## Work instructions:
Using the news report on North Korea's nuclear test, say whether each statement agrees with it: 1. The test was North Korea's fifth atomic test. 2. The Security Council's press statement was agreed upon by twelve members. 3. The planned measures fall under a part of the U.N. Charter that covers military action. For each, answer yes or no and quote the deciding words.

## Selected extract:
====
SEOUL, South Korea — North Korea said it conducted a "higher level" nuclear test explosion on Friday that will allow it to finally build an array of stronger, smaller and lighter nuclear weapons, a move strongly condemned by the U.N. Security Council which promised new measures against Pyongyang.
The North's fifth atomic test and the second in eight months brought the U.N.'s most powerful body into emergency session, just three days after it strongly condemned North Korea's latest ballistic missile launches.
South Korea's president said the detonation, which Seoul estimated was the North's biggest-ever in explosive yield, was an act of "fanatic recklessness" and a sign that leader Kim Jong Un "is spiraling out of control." President Barack Obama condemned the test and said the U.S. would never accept the country as a nuclear power.
North Korea's boast of a technologically game-changing nuclear test defied both tough international sanctions and long-standing diplomatic pressure to curb its nuclear ambitions. It will raise serious worries in many world capitals that North Korea has moved another step closer to its goal of a nuclear-armed missile that could one day strike the U.S. mainland.
The press statement agreed upon by all 15 Security Council members late Friday said diplomats will draft a new resolution in response to its earlier promise to take "further significant measures," if the North continued to defy the international community.
"In line with this commitment and the gravity of this violation, the members of the Security Council will begin to work immediately on appropriate measures" in a new U.N. resolution, the statement said. The measures will be under Article 41 of the U.N. Charter, which specifies non-military actions including sanctions, it said.
====
## Available data:

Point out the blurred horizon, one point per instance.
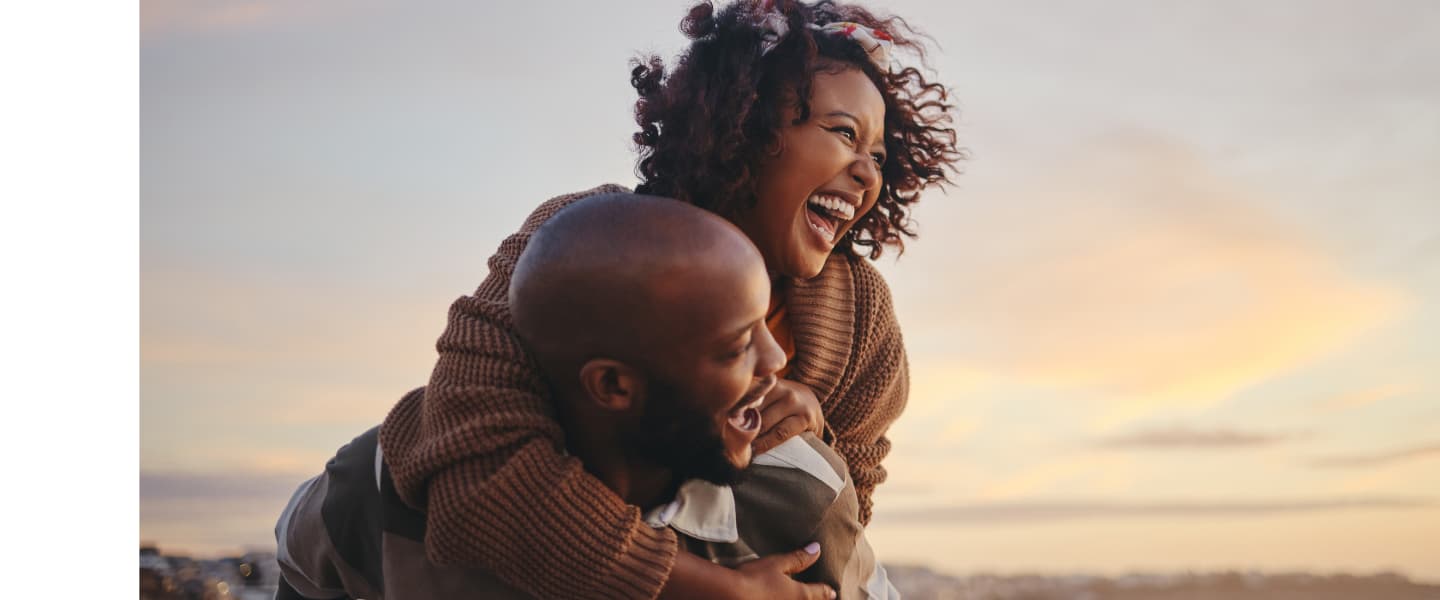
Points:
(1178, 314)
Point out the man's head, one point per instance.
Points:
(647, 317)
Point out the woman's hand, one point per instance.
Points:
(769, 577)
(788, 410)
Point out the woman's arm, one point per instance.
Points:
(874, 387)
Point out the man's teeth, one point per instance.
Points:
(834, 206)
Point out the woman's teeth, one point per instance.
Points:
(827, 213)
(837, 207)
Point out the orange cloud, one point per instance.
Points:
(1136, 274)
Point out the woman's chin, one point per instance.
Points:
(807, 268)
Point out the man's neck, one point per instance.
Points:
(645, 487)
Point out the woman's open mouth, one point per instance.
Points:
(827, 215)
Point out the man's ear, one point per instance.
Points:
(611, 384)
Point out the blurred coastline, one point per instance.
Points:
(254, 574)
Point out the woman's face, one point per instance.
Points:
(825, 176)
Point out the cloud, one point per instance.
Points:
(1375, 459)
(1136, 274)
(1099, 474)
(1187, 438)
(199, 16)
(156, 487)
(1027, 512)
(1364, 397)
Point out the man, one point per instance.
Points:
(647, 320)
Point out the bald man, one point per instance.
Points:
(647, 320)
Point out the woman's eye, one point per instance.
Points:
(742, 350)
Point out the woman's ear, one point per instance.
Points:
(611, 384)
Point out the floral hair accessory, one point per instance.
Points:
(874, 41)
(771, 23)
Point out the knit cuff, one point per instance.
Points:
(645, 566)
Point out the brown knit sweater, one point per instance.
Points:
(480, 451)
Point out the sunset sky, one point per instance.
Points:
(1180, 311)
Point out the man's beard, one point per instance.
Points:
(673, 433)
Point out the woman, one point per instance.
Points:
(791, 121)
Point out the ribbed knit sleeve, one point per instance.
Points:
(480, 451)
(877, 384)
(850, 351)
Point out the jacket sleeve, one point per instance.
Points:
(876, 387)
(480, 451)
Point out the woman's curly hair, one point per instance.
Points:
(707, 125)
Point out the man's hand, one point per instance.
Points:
====
## Solution for this task:
1. Yes: "The North's fifth atomic test and the second in eight months"
2. No: "The press statement agreed upon by all 15 Security Council members late Friday"
3. No: "Article 41 of the U.N. Charter, which specifies non-military actions including sanctions"